Task requirements
List each line of the entries below that contains the word "flower", copying the whole line.

Input for this task
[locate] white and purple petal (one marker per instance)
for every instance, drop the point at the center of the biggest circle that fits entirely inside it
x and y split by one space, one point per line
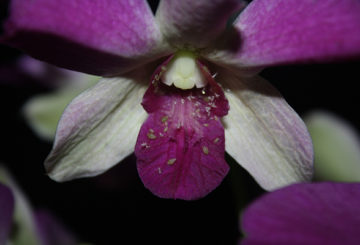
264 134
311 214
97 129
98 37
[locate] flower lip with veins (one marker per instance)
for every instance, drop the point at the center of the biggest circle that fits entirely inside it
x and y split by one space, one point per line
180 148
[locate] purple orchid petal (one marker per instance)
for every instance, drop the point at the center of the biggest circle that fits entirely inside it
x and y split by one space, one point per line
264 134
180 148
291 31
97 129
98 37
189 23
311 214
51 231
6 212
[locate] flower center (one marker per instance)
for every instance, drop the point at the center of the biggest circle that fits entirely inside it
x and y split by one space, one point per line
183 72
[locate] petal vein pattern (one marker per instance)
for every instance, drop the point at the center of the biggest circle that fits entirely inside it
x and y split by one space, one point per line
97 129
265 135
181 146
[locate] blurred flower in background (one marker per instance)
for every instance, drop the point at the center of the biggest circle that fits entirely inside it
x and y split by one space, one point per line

* * *

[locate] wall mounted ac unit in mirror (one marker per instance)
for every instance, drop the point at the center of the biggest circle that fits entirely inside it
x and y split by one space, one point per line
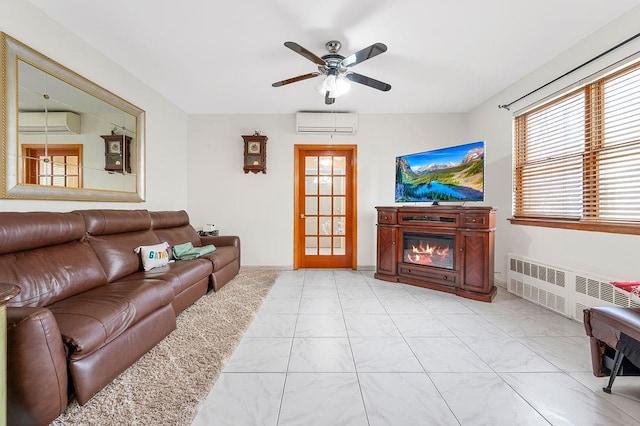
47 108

Solution to this exercise
[locate] flower lip with veins (one marker per instance)
[locate] flower center (one marker per instance)
[locate] blurred flower in background (one marker per instance)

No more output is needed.